# MATERIAL PROVIDED
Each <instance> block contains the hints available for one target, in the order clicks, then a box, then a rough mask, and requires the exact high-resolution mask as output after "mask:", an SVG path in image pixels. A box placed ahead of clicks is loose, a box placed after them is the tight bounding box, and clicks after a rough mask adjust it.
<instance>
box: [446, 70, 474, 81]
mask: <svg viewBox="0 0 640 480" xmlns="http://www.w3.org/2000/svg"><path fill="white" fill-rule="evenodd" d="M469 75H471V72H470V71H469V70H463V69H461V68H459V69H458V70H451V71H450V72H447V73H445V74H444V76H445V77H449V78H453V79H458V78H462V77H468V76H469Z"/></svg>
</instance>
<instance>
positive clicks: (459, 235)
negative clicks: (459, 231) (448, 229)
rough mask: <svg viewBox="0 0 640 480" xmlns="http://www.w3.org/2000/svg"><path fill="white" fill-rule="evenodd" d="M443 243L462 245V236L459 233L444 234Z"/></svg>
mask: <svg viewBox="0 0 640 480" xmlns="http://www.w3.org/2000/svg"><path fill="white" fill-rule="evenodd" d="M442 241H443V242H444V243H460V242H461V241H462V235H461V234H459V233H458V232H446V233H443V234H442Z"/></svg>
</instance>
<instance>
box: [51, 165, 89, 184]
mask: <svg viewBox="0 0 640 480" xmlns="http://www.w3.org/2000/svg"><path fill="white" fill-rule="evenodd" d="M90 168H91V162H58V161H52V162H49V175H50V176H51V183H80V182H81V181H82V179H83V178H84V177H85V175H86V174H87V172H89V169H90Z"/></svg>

...

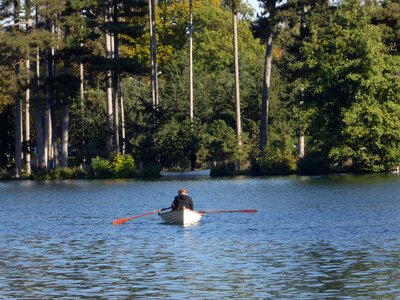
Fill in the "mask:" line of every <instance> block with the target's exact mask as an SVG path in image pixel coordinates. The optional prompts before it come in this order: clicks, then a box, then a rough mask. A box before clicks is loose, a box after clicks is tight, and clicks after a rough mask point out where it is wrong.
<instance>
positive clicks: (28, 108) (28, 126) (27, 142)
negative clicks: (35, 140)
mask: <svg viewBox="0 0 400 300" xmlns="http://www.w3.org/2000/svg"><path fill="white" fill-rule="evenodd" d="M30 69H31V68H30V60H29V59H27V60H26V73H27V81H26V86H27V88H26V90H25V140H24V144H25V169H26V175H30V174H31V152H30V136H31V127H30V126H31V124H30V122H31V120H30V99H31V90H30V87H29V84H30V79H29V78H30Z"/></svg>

==

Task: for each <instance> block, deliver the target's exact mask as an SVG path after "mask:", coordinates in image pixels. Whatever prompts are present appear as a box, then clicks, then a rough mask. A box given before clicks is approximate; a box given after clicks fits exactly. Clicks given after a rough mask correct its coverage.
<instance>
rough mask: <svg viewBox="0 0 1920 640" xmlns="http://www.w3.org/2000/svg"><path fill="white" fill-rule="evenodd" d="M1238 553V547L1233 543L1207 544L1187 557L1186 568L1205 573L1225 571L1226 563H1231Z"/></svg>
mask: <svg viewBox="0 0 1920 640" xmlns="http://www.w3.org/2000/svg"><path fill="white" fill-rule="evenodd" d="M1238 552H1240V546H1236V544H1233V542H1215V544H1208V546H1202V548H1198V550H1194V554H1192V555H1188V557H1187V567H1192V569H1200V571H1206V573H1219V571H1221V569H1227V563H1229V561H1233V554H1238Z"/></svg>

# YOUR INSTRUCTIONS
Find and copy each line of the data where "positive" is present.

# SOLUTION TO THE PROBLEM
positive clicks: (459, 235)
positive clicks: (28, 108) (28, 126) (27, 142)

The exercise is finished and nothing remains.